[Start of Attachment]

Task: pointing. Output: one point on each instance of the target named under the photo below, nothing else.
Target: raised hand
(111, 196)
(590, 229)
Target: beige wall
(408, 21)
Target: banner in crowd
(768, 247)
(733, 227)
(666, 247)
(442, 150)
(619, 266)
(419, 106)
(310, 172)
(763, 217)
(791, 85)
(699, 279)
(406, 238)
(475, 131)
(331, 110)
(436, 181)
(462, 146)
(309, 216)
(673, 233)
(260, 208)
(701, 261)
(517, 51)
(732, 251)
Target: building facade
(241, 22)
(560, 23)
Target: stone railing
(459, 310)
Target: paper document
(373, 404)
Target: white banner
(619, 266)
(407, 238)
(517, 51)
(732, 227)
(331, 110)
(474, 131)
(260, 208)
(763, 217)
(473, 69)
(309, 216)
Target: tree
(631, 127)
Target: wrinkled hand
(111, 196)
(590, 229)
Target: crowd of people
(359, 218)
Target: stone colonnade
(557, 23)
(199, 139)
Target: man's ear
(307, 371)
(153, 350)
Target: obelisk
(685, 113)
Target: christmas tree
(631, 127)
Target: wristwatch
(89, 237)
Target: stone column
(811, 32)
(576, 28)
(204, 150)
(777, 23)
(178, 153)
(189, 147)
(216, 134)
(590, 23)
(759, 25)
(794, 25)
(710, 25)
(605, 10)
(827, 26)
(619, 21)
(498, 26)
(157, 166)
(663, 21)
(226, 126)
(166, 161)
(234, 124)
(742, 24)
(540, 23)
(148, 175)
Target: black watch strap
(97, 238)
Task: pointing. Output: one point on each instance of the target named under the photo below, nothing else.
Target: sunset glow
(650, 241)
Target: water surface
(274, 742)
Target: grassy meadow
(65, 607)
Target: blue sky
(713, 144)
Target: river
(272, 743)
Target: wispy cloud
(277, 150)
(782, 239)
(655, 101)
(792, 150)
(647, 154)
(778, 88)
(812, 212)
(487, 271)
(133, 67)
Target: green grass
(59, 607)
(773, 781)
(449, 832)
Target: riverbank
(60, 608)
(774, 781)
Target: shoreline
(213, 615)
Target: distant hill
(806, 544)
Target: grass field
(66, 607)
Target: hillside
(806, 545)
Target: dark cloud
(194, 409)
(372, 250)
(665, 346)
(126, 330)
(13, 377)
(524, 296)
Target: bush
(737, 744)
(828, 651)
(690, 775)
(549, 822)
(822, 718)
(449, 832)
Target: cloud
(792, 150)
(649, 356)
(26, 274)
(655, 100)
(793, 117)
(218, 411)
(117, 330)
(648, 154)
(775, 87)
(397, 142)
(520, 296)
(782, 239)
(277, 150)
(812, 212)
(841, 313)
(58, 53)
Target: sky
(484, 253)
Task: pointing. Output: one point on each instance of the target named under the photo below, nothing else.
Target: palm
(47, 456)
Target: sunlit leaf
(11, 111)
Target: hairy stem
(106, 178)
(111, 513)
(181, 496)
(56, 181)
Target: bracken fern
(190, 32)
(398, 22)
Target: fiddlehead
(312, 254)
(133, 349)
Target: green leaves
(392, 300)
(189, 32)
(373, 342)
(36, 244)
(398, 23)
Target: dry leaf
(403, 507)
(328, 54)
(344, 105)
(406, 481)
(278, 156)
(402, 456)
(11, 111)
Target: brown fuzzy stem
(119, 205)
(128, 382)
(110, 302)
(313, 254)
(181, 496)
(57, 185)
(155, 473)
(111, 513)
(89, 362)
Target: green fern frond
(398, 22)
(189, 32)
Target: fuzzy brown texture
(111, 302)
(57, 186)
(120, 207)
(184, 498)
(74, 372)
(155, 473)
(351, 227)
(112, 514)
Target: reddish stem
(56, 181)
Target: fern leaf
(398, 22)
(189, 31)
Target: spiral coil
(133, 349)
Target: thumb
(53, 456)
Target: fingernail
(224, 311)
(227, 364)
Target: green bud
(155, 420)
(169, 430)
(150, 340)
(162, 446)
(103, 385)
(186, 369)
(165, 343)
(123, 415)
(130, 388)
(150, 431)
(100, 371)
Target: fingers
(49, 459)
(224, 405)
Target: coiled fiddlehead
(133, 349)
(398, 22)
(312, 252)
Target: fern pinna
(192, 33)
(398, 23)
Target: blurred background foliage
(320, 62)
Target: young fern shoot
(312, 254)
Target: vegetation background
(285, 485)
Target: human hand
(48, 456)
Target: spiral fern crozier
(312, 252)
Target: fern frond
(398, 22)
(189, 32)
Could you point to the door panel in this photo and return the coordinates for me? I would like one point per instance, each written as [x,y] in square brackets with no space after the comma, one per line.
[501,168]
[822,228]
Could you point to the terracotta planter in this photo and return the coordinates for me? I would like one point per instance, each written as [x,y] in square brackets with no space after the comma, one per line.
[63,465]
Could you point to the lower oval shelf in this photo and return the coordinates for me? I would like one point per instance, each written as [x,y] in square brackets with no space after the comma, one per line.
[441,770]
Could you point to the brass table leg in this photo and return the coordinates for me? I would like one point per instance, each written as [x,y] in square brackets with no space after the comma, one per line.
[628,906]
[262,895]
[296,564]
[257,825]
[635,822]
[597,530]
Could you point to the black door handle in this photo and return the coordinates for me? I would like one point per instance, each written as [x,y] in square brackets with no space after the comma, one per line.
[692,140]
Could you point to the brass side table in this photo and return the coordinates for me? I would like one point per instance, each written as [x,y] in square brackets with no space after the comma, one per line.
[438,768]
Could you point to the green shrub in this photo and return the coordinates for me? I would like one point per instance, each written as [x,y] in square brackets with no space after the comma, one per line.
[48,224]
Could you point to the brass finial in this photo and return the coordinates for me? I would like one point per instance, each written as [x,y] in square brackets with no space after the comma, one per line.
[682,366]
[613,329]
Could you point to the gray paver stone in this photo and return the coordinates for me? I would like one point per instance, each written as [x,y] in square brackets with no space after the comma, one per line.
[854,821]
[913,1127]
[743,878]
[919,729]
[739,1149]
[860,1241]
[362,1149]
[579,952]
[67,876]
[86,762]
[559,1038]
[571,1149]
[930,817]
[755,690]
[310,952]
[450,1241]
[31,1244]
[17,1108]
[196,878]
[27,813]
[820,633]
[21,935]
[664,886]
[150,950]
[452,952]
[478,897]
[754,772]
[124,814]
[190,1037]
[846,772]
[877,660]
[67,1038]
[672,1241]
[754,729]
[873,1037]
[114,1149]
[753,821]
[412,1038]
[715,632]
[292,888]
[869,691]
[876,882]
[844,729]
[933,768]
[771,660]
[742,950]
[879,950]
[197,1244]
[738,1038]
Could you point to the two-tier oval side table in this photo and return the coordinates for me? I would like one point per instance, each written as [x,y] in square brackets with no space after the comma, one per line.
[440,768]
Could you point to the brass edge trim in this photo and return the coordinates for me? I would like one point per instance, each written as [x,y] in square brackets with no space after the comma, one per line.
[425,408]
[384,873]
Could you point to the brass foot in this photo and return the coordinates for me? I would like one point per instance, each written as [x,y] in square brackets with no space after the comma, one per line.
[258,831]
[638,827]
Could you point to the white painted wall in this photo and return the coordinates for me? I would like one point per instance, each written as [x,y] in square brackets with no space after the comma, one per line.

[End of Attachment]

EXERCISE REQUIREMENTS — Take the entries and copy them out exactly.

WRITTEN REPLY —
Task: pointing. Output: one point on each instance of the target named under the photo below, nothing else.
Target: raised hand
(111, 196)
(590, 229)
Target: beige wall
(408, 21)
Target: banner in crowd
(768, 247)
(733, 227)
(666, 247)
(442, 150)
(619, 266)
(419, 106)
(310, 172)
(763, 217)
(791, 85)
(699, 279)
(406, 238)
(475, 131)
(331, 110)
(436, 181)
(462, 146)
(309, 216)
(673, 233)
(260, 208)
(701, 261)
(517, 51)
(732, 251)
Target: building facade
(241, 22)
(560, 23)
Target: stone railing
(459, 310)
Target: paper document
(373, 404)
Target: white banner
(619, 266)
(407, 238)
(517, 51)
(732, 227)
(331, 110)
(474, 131)
(260, 208)
(763, 217)
(473, 69)
(309, 216)
Target: tree
(631, 127)
Target: wrinkled hand
(111, 196)
(590, 229)
Target: crowd of people
(359, 218)
Target: stone colonnade
(557, 23)
(199, 139)
Target: man's ear
(307, 371)
(153, 350)
Target: obelisk
(685, 113)
Target: christmas tree
(631, 127)
Target: wristwatch
(89, 237)
Target: stone column
(811, 32)
(576, 28)
(204, 150)
(777, 23)
(178, 153)
(189, 147)
(216, 134)
(590, 23)
(759, 25)
(794, 25)
(710, 25)
(605, 10)
(827, 26)
(619, 21)
(498, 26)
(157, 166)
(663, 21)
(226, 126)
(166, 161)
(234, 124)
(742, 24)
(540, 23)
(148, 175)
Target: black watch strap
(97, 238)
Task: pointing. Output: one point on each instance of the target named under the photo below, nothing else.
Target: sunset glow
(650, 241)
Target: water surface
(274, 742)
Target: grassy meadow
(65, 607)
Target: blue sky
(713, 144)
Target: river
(272, 743)
Target: wispy cloud
(277, 150)
(782, 239)
(655, 101)
(792, 150)
(647, 154)
(778, 88)
(812, 212)
(487, 271)
(133, 67)
Target: green grass
(59, 607)
(773, 781)
(449, 832)
Target: riverbank
(60, 608)
(774, 781)
Target: shoreline
(213, 615)
Target: distant hill
(806, 544)
Target: grass field
(66, 607)
Target: hillside
(806, 545)
Target: dark cloud
(194, 409)
(372, 250)
(665, 346)
(126, 330)
(13, 377)
(524, 296)
Target: bush
(737, 744)
(828, 651)
(690, 775)
(549, 822)
(822, 718)
(449, 832)
Target: cloud
(792, 150)
(649, 356)
(26, 274)
(655, 100)
(793, 117)
(218, 411)
(117, 330)
(648, 154)
(775, 87)
(397, 142)
(520, 296)
(782, 239)
(277, 150)
(812, 212)
(841, 313)
(58, 53)
Target: sky
(484, 253)
Task: pointing. Output: one point on each instance of the target named under the photo below, nothing else.
Target: palm
(47, 456)
Target: sunlit leaf
(11, 111)
Target: hairy stem
(106, 178)
(111, 513)
(181, 496)
(56, 181)
Target: bracken fern
(190, 32)
(398, 22)
Target: fiddlehead
(312, 254)
(133, 349)
Target: green leaves
(392, 300)
(189, 32)
(373, 342)
(36, 244)
(398, 23)
Target: dry leaf
(403, 507)
(328, 54)
(344, 105)
(406, 481)
(278, 156)
(402, 456)
(11, 111)
Target: brown fuzzy stem
(119, 205)
(128, 382)
(110, 302)
(313, 254)
(181, 496)
(57, 185)
(155, 473)
(111, 513)
(89, 362)
Target: green fern frond
(398, 22)
(189, 32)
Target: fuzzy brown texture
(111, 302)
(57, 186)
(120, 207)
(184, 498)
(74, 372)
(155, 473)
(351, 227)
(112, 514)
Target: reddish stem
(56, 181)
Target: fern leaf
(398, 22)
(189, 31)
Target: spiral coil
(133, 349)
Target: thumb
(53, 456)
Target: fingernail
(224, 311)
(227, 364)
Target: green bud
(155, 420)
(169, 430)
(150, 340)
(162, 446)
(103, 385)
(186, 369)
(165, 343)
(123, 415)
(130, 388)
(150, 431)
(100, 371)
Target: fingers
(49, 459)
(224, 405)
Target: coiled fiddlehead
(133, 349)
(398, 22)
(312, 252)
Target: fern pinna
(192, 33)
(398, 23)
Target: blurred background foliage
(320, 62)
Target: young fern shoot
(312, 254)
Target: vegetation background
(285, 485)
Target: human hand
(48, 456)
Target: spiral fern crozier
(312, 252)
Target: fern frond
(398, 22)
(189, 32)
Could you point to the door panel in this photo and return the coordinates for me? I would like one point per instance, each written as [x,y] in square brackets with no space after the comma, one per line.
[501,168]
[822,228]
Could you point to the terracotta planter in this photo and return the coordinates for me? I would like one point per instance, each written as [x,y] in square brackets with no space after the comma, one per line.
[63,465]
Could you point to the lower oval shelf in this photo and return the coordinates for me? I would like one point per instance, each written as [x,y] in square brackets with no space after the comma, one per line.
[441,770]
Could you point to the brass table leg in this photo and return the coordinates for me? I would like one point per instance, each written as [x,y] in square brackets with no space after the comma, one per line.
[628,906]
[262,895]
[296,564]
[257,825]
[635,822]
[597,530]
Could you point to the black door handle in this photo and return the coordinates for me? I would like one point per instance, each written as [x,y] in square brackets with no space after the comma, one per line.
[692,140]
Could you point to the brass side table in this photo and return the coordinates for me? I would like one point per instance, each written as [x,y] in square brackets with no space after the comma, one per line.
[438,768]
Could you point to the green shrub in this photo and return the coordinates for me? I would like one point per instance, each written as [x,y] in square brackets with no space after the comma, one per line.
[48,224]
Could you point to the brass finial in this photo and return the coordinates for me? I would like one point per instance, each written as [x,y] in square brackets with no space after the comma, one per line.
[682,366]
[613,329]
Could you point to the gray paver stone in this photo and return the coordinates for me? I would like one point per instance, each written as [x,y] in square brackets with no space after the comma, one per line.
[854,821]
[913,1127]
[743,878]
[919,729]
[739,1149]
[860,1241]
[362,1149]
[579,952]
[67,876]
[86,762]
[559,1038]
[571,1149]
[930,817]
[755,690]
[310,952]
[450,1241]
[31,1244]
[17,1108]
[196,878]
[27,813]
[820,633]
[21,935]
[664,886]
[150,950]
[452,952]
[478,897]
[754,772]
[124,814]
[190,1037]
[846,772]
[877,660]
[67,1038]
[672,1241]
[754,729]
[873,1037]
[114,1149]
[753,821]
[412,1038]
[715,632]
[292,888]
[869,691]
[876,882]
[844,729]
[933,768]
[771,660]
[742,950]
[879,950]
[197,1244]
[738,1038]
Could you point to the two-tier oval side table in this photo and return the coordinates for me? I would like one point per instance, each written as [x,y] in square brackets with no space after the comma, one per line.
[440,768]
Could you point to the brass edge trim in this photo and return the coordinates for me? I would like one point per instance, each written as [x,y] in square brackets with no space after the comma, one per line.
[425,408]
[384,873]
Could you point to the brass foot in this photo and return the coordinates for me? I would like one point per instance, each written as [x,y] in square brackets with no space after the comma, one per line.
[258,831]
[638,827]
Could you point to the white painted wall in this photo and return the coordinates for me? I would like one point per instance, each written as [x,y] in square brackets with no space after the comma, one per line.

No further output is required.